Ikaruga's hard but not impossible, and certainly nothing compared to Psyvariar 2 (the chaining's where the challenge is). As much as I love Disgaea (and other RPGs) with all my heart, with the real end-game stuff (Uber Prinny Baal), levelling to the point where it's possible just becomes mindlessly repetitive.

Oh, and Space Channel 5 / SC5 Part 2. They're not hard, but I can't help but love anyone who's played through them just a little bit.
posted by terpsichoria at 1:32 AM on May 12, 2005


Chuckie Egg. While I don't think you can actually "beat" it (what a horrible, violent word), I think the truly hardcore could wear a little chicken-shaped badge bearing the level number on which your final life was extinguished. To this day I can find Q, A, O, P, and space faster than any other key on the keyboard.

Disgaea is an issue. I went on a levelling marathon to get the first special character, and I can't face doing it again. I'm at level 2,500ish, and knowing how long it took me to get there I can't bear the thought of taking it to 9,999...

Resident Evil 4 on professional difficulty isn't insanely difficult, but it is relentless, so that might be worth a go.
posted by ArmyOfKittens at 3:35 AM on May 12, 2005


The game should be relatively well-known.

A widely agreed badge of honour is to finish Super Mario World uncovering all 96 levels -- preferably on the SNES rather than GBA version which doesn't spell out where the hidden levels are.

I certainly agree with the tougher difficulty on Viewtiful Joe being impressive.

I'd throw in Hellfire for the Megadrive/Genesis

Puzzle games will distinguish you as a thinker rather than a gamer, but I'll second Lemmings and suggest the toughest difficulty on civ or civ2.
posted by nthdegx at 4:01 AM on May 12, 2005


It's essentially impossible to beat Robotron, but the feeling you get when you're finally one with the game is indeed a key video game epiphany.
posted by felix at 9:06 AM on May 12, 2005


Ghosts & Goblins NES version is farily easily beatable. The arcade version is NOT.

I think people are confusing games you should have beaten with games you should have played.

=== PROMPT 1 ===
In the thread on hard video games, roughly what level has ArmyOfKittens reached in Disgaea?
=== PROMPT 2 ===
In the thread on hard video games, rewrite the passage from "I'd throw in" to "civ or civ2.", substituting "Tetris" for "Lemmings".
=== PROMPT 3 ===
Carry on the thread on hard video games from its last sentence.
The entries have no connection to the thread on hard video games.

=== STUDY MATERIAL ===

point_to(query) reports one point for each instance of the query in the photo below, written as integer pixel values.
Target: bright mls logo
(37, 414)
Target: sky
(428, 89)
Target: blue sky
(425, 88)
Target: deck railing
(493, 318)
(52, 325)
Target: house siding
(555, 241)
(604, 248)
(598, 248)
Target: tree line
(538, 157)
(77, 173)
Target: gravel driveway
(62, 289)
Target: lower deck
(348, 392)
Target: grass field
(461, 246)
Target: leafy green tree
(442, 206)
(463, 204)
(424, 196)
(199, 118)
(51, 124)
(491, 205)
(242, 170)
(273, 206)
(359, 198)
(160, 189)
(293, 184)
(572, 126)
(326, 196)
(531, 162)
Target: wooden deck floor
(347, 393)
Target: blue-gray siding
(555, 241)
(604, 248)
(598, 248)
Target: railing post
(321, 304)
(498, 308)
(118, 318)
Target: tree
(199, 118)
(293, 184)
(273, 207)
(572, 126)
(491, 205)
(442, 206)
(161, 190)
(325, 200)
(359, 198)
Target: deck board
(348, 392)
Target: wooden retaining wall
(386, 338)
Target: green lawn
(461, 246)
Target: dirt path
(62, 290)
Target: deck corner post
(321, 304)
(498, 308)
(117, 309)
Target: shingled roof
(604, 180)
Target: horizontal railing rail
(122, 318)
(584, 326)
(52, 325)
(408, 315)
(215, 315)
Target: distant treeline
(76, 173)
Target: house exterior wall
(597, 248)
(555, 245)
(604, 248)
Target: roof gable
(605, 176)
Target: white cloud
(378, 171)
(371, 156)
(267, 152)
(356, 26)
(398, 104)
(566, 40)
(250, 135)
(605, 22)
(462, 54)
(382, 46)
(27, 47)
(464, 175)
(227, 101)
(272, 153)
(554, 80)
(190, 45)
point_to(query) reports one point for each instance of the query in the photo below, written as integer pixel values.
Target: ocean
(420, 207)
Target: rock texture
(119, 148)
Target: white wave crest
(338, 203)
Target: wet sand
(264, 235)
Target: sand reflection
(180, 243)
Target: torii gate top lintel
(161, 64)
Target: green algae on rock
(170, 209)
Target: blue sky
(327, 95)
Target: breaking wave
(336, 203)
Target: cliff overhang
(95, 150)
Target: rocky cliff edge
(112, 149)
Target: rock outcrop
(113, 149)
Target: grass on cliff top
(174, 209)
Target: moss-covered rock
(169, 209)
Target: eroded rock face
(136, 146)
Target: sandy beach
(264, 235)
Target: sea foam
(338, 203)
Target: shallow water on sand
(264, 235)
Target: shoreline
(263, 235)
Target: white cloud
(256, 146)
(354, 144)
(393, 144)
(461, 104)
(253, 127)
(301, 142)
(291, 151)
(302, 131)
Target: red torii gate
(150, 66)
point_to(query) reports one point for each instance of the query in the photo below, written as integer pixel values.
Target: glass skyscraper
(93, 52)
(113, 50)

=== TASK RESULT 1 ===
Level 2,500 or so.

=== TASK RESULT 2 ===
I'd throw in Hellfire for the Megadrive/Genesis

Puzzle games will distinguish you as a thinker rather than a gamer, but I'll second Tetris and suggest the toughest difficulty on civ or civ2.

=== TASK RESULT 3 ===
The games you should have beaten to demonstrate massive skill should include: Battletoads (NES), Castlevania (NES), Marble Madness (Arcade), ghosts & Goblins (Arcade) at minumum. If you can 'go infinite' on Robotron, Zaxxon, or Gauntlet (all arcade) then I'd qualify that as massively skilled.
Some other games that are very hard to beat: Ninja Spirit (Arcade), Impossible Mission (C64), Klax (either version), X-COM: TFD (PC).

The list of games you should have played so you can 'know your roots' is very long and should likely be a separate topic.
posted by Four Flavors at 11:22 AM on May 12, 2005


I think people are confusing games you should have beaten with games you should have played.

I don't think a single person here has confused the point of the question.
posted by nthdegx at 12:57 PM on May 12, 2005


Genetic Drift was a Broderbund game on the Apple ][ that got insanely fast by level 5, with intricate keyboard controls. They gave away T-shirts (one per state) to people who beat it. I was the first person in New York.

Civilization 1, in Emperor mode, starting as the Britons. You're stuck on this little rock for a long time until you develop boats, and meanwhile the computer players have developed tanks or something.

The Space Bar was the hardest adventure game I have ever played (and not because it has find-the-pixel puzzles). Also the best. No comparison with Hitchhikers' or Spellbreaker (all three of which are by Steve Meretzky).

Bureaucracy, a text adventure by Douglas Adams unleavened by Meretzky, is insanely difficult, in a bad way.
posted by Aknaton at 1:43 PM on May 12, 2005


Nethack?

Nethack.

So few have ever beaten this game. It takes years of play to get good enough to even know how to approach beating it. Most 'ascensions' take ridiculous amounts of time to complete. If you die, and you do, you have to start over from scratch. And you die of the most mundane of things.

There is a tournament every year where a bunch of people all start new games simultaneously over telnet. Fuckin' crazies.
posted by blasdelf at 1:15 AM on May 13, 2005


Spellbreaker was not Meretzky.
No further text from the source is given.